◆ TASK REQUIREMENTS
Copy out each line of the data below in which the string "light" appears.
======== GIVEN RECORDS ========
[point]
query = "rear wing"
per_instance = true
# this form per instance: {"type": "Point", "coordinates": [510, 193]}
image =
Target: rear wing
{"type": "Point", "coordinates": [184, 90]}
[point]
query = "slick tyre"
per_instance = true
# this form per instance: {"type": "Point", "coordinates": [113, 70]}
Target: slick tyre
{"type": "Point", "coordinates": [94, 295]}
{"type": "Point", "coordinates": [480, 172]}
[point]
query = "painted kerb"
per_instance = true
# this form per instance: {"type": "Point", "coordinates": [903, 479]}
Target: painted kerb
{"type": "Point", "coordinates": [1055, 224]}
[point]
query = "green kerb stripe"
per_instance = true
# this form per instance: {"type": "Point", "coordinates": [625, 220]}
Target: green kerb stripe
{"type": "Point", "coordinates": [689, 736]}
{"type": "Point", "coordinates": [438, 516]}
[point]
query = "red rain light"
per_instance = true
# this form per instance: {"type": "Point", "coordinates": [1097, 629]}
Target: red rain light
========
◆ REPLY TO THE TASK
query = "red rain light"
Target: red rain light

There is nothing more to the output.